OBIETTIVO: Riscrivi tutte le righe qui sotto tali e quali, senza cambiare nulla.

_ _ _ _

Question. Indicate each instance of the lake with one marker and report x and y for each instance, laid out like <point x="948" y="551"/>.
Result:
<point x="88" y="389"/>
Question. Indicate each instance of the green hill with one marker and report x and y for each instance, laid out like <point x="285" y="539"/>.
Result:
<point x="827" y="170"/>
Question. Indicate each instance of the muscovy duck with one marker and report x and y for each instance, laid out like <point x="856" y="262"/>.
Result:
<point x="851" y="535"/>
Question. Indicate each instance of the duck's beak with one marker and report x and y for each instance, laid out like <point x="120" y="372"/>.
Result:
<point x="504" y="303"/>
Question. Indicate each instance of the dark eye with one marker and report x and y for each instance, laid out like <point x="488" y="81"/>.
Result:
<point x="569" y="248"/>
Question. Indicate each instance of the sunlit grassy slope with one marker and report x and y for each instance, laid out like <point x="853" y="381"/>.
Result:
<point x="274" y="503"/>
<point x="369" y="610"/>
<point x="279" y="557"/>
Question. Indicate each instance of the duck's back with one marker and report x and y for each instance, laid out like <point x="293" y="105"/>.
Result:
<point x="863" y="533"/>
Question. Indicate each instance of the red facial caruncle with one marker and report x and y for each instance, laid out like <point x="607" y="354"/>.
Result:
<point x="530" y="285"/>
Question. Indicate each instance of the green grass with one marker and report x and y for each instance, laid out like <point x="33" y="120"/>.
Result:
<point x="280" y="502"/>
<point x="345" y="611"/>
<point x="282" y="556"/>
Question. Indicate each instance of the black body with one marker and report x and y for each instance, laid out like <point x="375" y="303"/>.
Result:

_ _ _ _

RISPOSTA SCRITTA:
Question. Indicate each instance of the lake with one marker and report x and y for each instance, laid out like <point x="948" y="551"/>.
Result:
<point x="88" y="389"/>
Question. Indicate each instance of the green hill with one marker and report x and y for each instance, laid out like <point x="285" y="539"/>.
Result:
<point x="827" y="170"/>
Question. Indicate each instance of the muscovy duck with one marker and report x and y for each instance, laid out like <point x="856" y="262"/>.
Result:
<point x="851" y="535"/>
Question. Indicate each instance of the duck's beak with one marker and report x and y for each instance, laid out like <point x="120" y="372"/>.
Result:
<point x="504" y="303"/>
Question. Indicate each instance of the dark eye with one marker and report x and y for each instance, laid out like <point x="488" y="81"/>.
Result:
<point x="569" y="248"/>
Question. Indicate each instance of the sunlit grassy slope with one marker and report x and y for each instance, laid out like <point x="853" y="381"/>.
Result:
<point x="274" y="503"/>
<point x="369" y="610"/>
<point x="279" y="557"/>
Question. Indicate each instance of the duck's back with one marker and report x and y for each instance, laid out like <point x="293" y="105"/>.
Result:
<point x="863" y="533"/>
Question. Indicate each instance of the red facial caruncle with one marker and report x and y for each instance, laid out like <point x="607" y="354"/>.
Result:
<point x="530" y="285"/>
Question. Indicate each instance of the green grass with one marker and report x and y for each instance, laid out like <point x="33" y="120"/>.
Result:
<point x="280" y="502"/>
<point x="345" y="611"/>
<point x="282" y="556"/>
Question. Indicate each instance of the black body with one marker and report x and y for each instance, laid out like <point x="375" y="303"/>.
Result:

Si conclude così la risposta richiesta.